Stated exercise 1 =
Answer these questions about the pandas notebook:
(a) Which three CSV files are read into dataframes?
(b) What is the "price" column renamed to in the right table?
(c) Which column is dropped from df_cartesian?
Stated exercise 2 = Carry on writing the pandas notebook for product matching, starting after its last line of code.

Text =
● ● ● ● ● ● ●

In [1]:
import pandas as pd
import csv
import itertools
from sklearn.linear_model import LogisticRegression
import numpy as np
import re
import csv
import Levenshtein as lev
from fuzzywuzzy import fuzz

## 1. Data Reading

In [2]:
# Read in the data as pandas dataframes
train_df = pd.read_csv("train.csv")
rtable_df = pd.read_csv("rtable.csv")
ltable_df = pd.read_csv("ltable.csv")

rtable_df.rename(columns = {"id": "r_id", "title": "r_title", "category": "r_category", "brand":"r_brand", "modelno":"r_modelno","price":"r_price"}, inplace = True)
ltable_df.rename(columns = {"id": "l_id", "title": "l_title", "category": "l_category", "brand":"l_brand", "modelno":"l_modelno","price":"l_price"}, inplace = True)

In [3]:
def training_data(train_df):
    training_set = []
    labels = []
    for row_num in range(len(train_df)): # row_num is equal to id number
        i = train_df.iloc[row_num,:].loc["ltable_id"]
        j = train_df.iloc[row_num,:].loc["rtable_id"]
        k = train_df.iloc[row_num,:].loc["label"]
        training_set.append((i,j))
        labels.append(k)
    return training_set, labels

training_set, labels = training_data(train_df)

In [4]:
def add2training(training_set, ltable, rtable):
 
    ltable_ids = []
    rtable_ids = []
    for i,j in training_set: # each tuple pair
        ltable_ids.append(i)
        rtable_ids.append(j)

    ltable = ltable.loc[ltable_ids,:]
    rtable = rtable.loc[rtable_ids,:]

    ltable.reset_index(inplace=True)
    rtable.reset_index(inplace=True)

    training_df = pd.concat([ltable, rtable], axis = 1)
    return training_df

training_df = add2training(training_set, ltable_df, rtable_df)

## 2. Blocking Step

In [5]:
rtable_df["key"] = 0
ltable_df["key"] = 0
df_cartesian = rtable_df.merge(ltable_df, how = "outer") # cartesian product on the 2 dataframes to get all possible combinations and their corresponding attribute info

In [6]:
df_cartesian.drop(columns = ["key"],inplace = True)

● ● ● ● ● ● ●

Raw records =

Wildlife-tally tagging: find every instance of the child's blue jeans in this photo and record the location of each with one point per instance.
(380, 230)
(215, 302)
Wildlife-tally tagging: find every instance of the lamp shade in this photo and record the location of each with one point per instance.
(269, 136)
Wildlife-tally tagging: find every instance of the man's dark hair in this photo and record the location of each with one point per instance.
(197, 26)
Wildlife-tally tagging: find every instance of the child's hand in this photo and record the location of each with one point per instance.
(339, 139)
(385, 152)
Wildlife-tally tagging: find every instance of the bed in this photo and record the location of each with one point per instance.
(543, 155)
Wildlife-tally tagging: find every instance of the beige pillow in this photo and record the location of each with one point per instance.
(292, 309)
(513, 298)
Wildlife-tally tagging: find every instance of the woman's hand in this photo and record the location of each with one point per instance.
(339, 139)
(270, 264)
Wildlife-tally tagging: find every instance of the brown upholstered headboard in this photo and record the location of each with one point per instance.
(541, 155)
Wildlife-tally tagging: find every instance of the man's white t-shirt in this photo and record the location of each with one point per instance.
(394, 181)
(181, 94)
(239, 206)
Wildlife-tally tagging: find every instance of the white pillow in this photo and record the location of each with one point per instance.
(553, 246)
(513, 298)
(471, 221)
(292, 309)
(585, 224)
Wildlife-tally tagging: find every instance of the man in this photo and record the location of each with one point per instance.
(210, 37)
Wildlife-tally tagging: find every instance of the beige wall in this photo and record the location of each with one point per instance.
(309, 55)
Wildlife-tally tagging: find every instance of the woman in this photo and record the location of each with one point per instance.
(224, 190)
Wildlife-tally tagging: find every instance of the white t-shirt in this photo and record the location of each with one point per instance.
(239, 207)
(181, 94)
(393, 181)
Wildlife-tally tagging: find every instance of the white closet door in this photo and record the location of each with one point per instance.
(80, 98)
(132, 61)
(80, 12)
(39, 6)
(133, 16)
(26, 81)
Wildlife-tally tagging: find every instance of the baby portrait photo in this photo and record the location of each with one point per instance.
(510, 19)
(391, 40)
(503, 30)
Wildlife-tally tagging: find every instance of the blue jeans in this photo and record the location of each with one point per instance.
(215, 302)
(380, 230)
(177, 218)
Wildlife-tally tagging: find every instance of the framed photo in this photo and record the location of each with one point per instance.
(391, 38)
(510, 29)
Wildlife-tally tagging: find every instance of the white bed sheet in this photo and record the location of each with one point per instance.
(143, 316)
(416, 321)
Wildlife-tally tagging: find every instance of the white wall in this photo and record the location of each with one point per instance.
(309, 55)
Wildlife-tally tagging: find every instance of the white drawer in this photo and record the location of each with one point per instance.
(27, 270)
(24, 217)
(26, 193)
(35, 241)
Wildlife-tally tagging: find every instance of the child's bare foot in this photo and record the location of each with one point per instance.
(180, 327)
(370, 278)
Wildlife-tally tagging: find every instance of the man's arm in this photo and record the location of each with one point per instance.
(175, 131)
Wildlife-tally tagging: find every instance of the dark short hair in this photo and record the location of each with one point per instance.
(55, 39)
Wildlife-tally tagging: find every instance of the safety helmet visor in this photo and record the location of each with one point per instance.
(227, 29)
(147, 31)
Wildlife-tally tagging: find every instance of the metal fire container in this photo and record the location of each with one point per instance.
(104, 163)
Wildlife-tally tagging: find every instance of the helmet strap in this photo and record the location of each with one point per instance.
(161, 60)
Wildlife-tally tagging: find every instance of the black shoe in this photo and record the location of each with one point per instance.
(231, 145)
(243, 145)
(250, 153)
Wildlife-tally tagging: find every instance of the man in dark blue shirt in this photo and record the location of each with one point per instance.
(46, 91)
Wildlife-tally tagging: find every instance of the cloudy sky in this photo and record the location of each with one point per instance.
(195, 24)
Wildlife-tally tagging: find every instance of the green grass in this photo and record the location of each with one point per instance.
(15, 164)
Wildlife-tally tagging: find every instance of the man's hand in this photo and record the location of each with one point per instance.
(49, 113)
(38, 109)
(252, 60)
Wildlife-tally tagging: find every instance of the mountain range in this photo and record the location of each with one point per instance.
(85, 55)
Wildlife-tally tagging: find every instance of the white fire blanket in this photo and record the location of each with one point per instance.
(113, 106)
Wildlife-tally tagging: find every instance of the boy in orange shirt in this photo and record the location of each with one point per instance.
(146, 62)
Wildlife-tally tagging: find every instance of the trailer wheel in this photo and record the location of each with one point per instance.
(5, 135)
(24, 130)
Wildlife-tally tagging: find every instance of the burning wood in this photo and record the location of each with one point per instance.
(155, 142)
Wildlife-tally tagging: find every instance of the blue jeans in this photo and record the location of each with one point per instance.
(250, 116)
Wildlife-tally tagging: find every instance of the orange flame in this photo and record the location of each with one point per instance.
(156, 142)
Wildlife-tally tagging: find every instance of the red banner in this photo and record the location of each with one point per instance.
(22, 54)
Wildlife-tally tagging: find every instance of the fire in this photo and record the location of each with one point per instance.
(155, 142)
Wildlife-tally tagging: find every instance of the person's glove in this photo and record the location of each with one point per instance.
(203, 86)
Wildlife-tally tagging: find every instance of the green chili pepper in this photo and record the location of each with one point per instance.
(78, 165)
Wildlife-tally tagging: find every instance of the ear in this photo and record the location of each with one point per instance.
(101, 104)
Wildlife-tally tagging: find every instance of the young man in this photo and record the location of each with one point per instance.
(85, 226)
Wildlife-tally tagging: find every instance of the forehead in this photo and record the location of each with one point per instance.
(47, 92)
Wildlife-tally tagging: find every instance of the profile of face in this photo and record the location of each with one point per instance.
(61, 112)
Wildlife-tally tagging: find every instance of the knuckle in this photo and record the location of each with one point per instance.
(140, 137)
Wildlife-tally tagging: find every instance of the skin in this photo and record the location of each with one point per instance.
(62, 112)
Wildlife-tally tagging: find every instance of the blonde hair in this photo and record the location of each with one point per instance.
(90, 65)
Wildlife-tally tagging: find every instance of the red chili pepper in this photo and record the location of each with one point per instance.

● ● ● ● ● ● ●

Expected output 1 =
(a) train.csv, rtable.csv and ltable.csv
(b) r_price
(c) key

Expected output 2 =
df_cartesian["Keep"] = "No" # create a new column to determine whether or not to keep row

In [7]:
df_cartesian['r_brand'] = df_cartesian['r_brand'].astype(str)
df_cartesian['l_brand'] = df_cartesian['l_brand'].astype(str)

# Make sure all brand names are lower case
df_cartesian["r_brand"] = df_cartesian["r_brand"].str.lower()
df_cartesian["l_brand"] = df_cartesian["l_brand"].str.lower()

In [8]:
remove_from_brand = [" ", "-"]
for i in remove_from_brand:
    # remove empty spaces and punctuation in brand names
    df_cartesian["l_brand"] = df_cartesian["l_brand"].apply(lambda x: str(x).replace(i,""))
    df_cartesian["r_brand"] = df_cartesian["r_brand"].apply(lambda x: str(x).replace(i,""))

In [9]:
mask = df_cartesian["l_brand"] == df_cartesian["r_brand"]
df_cartesian.loc[mask,"Keep"] = "Yes" # if brand names are identical (character by character, word for word), change "No" in Keep column to "Yes"

In [10]:
candidate_df = df_cartesian[df_cartesian["Keep"] == "Yes"] # keep only the rows where the brand name is the same
candidate_df.set_index(["l_id","r_id"], inplace = True) # create a multi-index
cand_set = candidate_df.index # number of combinations reduced to 258,219

In [11]:
candidate_df.reset_index(inplace = True)
candidate_df.drop(["Keep"], axis = 1, inplace = True) # drop the "Keep" column because not needed for features section

A value is trying to be set on a copy of a slice from a DataFrame

See the caveats in the documentation: https://pandas.pydata.org/pandas-docs/stable/user_guide/indexing.html#returning-a-view-versus-a-copy
  return super().drop(


## 3. Feature Engineering

In [12]:
def fuzz_ratio(row,i):
    fuzz_l = row["l_" + i].lower()
    fuzz_r = row["r_" + i].lower()
    fuzz_num = fuzz.token_set_ratio(fuzz_l,fuzz_r)
    return fuzz_num

def levenshtein_dist(row,i):
    ld_l = row["l_" + i].lower()
    ld_r = row["r_" + i].lower()
    lev_dist = lev.distance(ld_l,ld_r)
    return lev_dist

def jaccard_similarity(row,i):
    js_l = row["l_" + i].lower().split()
    js_r = row["r_" + i].lower().split()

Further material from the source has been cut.